In the exam-performance notebook, how many folds does the cross-validation use?

= Page =
────
[![Open In Colab](https://colab.research.google.com/assets/colab-badge.svg)](https://colab.research.google.com/github/saschaschworm/big-data-and-data-science/blob/master/notebooks/demos/exam-performance-logistic-regression.ipynb)

In [1]:
import numpy as np
import pandas as pd
from sklearn.compose import ColumnTransformer
from sklearn.linear_model import SGDClassifier
from sklearn.model_selection import cross_validate
from sklearn.pipeline import Pipeline
from sklearn.preprocessing import MinMaxScaler

In [2]:
data = pd.read_csv('https://raw.githubusercontent.com/saschaschworm/big-data-and-data-science/master/datasets/demos/exam-performance.csv')
X, y = data[['hours_studied', 'hours_slept']], data['passed']

hyperparams = {'loss': 'log', 'penalty': 'none', 'alpha': 0.0001, 'max_iter': 1000, 
               'tol': 1e-3, 'random_state': 1909, 'eta0': 0.0001}

model = SGDClassifier(**hyperparams)

In [3]:
numeric_features = ['hours_studied', 'hours_slept']
numeric_transformer = Pipeline([
    ('scaler', MinMaxScaler()),
])

preprocessor = ColumnTransformer([
    ('numeric_transformer', numeric_transformer, numeric_features),
])

pipeline = Pipeline([
    ('preprocessor', preprocessor), 
    ('model', model)
])

pipeline = pipeline.fit(X, y)

In [4]:
scoring = ['accuracy', 'recall', 'precision', 'f1']
res_cv = cross_validate(pipeline, X, y, scoring=scoring, cv=10, return_train_score=True)
────
= Stored rows =
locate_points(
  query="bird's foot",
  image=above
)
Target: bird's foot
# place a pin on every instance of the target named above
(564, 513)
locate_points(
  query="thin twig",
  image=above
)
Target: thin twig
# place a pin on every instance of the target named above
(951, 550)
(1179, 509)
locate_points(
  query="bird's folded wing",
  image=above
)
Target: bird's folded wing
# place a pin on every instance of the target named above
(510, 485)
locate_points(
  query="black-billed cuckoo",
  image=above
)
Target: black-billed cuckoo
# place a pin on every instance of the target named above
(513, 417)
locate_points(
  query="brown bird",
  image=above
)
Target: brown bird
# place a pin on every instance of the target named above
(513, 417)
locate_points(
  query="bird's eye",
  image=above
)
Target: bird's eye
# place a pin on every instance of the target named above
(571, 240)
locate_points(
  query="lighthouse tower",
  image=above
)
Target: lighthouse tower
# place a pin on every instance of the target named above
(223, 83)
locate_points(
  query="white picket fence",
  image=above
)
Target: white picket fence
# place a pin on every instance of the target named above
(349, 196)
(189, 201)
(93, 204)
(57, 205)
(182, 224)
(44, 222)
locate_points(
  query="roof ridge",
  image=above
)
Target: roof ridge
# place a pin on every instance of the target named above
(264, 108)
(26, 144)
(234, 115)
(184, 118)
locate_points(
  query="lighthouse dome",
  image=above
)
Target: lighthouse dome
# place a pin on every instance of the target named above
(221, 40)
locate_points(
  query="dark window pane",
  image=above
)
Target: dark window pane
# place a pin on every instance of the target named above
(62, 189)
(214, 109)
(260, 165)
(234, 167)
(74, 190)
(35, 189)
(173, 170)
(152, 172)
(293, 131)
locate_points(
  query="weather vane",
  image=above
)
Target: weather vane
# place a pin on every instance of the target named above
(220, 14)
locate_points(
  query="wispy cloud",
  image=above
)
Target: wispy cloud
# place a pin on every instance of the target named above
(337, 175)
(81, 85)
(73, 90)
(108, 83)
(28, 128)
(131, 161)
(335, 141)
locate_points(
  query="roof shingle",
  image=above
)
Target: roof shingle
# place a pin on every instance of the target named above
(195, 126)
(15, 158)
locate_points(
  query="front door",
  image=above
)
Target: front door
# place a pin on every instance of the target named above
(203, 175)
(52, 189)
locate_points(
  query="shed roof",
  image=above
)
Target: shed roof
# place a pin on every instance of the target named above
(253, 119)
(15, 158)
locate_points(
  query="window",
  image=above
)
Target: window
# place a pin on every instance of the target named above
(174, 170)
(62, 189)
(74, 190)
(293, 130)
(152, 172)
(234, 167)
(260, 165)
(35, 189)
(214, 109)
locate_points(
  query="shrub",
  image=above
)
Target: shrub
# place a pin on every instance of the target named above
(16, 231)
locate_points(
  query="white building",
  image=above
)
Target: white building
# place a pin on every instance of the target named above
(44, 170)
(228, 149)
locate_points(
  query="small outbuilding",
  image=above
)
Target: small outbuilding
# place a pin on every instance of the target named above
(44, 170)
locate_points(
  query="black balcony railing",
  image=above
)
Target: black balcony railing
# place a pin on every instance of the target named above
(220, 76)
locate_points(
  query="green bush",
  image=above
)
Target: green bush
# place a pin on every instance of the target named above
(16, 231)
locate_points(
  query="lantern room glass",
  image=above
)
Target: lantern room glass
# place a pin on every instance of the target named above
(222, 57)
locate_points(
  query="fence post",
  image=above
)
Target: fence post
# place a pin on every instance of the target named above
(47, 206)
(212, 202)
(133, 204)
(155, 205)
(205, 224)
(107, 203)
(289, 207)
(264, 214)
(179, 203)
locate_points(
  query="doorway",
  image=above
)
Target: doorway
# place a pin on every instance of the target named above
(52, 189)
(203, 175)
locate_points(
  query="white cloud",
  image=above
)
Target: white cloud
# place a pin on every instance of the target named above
────
= The response =
10 folds.